Start of EXERCISE INPUTS

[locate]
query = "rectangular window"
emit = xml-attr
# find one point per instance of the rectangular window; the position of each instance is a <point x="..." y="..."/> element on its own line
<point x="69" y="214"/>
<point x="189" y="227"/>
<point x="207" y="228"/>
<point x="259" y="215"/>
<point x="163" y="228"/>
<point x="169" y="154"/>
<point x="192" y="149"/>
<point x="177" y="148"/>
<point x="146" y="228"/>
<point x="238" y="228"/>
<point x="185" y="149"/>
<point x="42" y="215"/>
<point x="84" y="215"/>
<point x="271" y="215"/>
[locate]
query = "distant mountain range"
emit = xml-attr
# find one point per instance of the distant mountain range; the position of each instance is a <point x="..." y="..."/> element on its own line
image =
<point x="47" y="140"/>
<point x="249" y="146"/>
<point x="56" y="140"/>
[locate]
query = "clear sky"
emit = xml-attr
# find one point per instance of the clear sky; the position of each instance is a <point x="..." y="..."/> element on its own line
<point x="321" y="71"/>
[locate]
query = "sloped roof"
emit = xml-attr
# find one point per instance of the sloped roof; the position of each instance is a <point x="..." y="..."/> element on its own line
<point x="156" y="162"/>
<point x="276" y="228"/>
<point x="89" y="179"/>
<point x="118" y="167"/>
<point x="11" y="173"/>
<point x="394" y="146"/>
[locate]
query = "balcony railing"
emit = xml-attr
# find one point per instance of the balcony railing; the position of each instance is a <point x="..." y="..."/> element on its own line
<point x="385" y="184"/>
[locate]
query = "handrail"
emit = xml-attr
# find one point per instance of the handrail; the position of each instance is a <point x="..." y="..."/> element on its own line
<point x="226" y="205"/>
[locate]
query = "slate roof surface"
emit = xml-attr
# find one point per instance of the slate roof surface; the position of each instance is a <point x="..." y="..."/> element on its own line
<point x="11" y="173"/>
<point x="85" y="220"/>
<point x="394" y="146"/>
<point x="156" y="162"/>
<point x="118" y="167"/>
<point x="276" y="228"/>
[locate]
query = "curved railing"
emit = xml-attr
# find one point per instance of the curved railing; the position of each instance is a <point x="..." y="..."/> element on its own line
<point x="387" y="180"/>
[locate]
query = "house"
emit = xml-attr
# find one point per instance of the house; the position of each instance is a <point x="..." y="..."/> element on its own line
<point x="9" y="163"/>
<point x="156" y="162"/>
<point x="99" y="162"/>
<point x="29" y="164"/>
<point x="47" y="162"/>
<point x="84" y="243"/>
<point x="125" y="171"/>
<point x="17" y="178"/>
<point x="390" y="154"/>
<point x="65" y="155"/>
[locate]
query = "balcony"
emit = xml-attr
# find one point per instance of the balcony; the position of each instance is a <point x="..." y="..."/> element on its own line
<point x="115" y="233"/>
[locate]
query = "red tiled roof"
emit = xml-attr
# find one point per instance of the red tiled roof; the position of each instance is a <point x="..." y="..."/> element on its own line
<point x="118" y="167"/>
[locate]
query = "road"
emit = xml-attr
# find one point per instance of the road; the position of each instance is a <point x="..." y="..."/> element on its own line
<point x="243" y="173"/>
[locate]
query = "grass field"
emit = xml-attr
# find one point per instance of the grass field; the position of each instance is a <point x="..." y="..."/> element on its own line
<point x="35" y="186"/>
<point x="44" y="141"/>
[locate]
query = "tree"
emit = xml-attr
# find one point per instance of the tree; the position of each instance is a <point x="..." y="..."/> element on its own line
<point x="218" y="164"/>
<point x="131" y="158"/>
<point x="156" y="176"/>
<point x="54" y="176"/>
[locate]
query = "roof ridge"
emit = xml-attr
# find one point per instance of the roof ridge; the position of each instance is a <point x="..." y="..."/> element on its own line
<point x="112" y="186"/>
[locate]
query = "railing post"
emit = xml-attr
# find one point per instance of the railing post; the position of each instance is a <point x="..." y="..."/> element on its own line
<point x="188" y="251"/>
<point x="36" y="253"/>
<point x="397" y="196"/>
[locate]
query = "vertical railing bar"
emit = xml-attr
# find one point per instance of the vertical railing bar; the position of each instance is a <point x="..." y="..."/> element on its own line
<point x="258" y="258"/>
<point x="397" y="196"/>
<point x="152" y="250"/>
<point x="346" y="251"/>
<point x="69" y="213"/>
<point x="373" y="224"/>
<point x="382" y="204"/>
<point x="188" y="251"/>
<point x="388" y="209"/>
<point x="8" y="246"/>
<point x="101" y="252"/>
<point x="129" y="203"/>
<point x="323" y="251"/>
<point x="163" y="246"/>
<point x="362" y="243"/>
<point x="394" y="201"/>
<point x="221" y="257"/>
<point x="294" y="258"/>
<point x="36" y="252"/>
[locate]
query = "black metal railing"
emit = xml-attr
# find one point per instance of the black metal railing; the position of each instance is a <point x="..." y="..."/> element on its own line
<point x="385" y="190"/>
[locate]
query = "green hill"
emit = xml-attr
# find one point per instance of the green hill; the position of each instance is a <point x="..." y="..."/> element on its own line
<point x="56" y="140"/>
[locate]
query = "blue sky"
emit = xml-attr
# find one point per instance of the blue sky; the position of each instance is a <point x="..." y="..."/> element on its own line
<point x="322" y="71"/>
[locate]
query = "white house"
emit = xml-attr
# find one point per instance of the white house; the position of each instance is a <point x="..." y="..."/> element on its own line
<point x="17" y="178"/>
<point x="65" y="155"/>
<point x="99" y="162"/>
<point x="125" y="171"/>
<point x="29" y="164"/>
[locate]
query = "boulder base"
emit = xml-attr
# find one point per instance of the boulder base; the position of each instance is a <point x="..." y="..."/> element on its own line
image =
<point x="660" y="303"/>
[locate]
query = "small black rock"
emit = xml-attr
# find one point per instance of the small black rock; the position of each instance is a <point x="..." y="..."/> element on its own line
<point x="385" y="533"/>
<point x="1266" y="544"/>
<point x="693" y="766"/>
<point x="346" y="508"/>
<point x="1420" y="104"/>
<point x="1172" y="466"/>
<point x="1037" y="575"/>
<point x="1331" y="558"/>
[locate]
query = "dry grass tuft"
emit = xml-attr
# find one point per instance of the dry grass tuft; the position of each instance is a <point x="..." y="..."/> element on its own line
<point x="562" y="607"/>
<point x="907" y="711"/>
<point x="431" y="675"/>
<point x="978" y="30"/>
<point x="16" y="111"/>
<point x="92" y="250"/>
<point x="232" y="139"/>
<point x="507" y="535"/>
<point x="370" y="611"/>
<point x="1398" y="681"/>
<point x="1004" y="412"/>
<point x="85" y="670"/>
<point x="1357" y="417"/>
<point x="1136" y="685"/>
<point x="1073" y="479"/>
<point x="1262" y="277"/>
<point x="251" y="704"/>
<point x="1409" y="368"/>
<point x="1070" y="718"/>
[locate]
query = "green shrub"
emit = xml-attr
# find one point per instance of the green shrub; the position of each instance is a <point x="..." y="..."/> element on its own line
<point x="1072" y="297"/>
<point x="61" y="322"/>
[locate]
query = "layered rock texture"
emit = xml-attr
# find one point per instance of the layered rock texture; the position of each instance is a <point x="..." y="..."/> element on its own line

End of EXERCISE INPUTS

# EXERCISE
Pull out each line of the rows above that contains the string "rectangular", counting a line only if its letter case matches.

# TASK SOLUTION
query = "rectangular window"
# find one point per instance of the rectangular window; the position of each instance is a <point x="..." y="..."/> element on its own line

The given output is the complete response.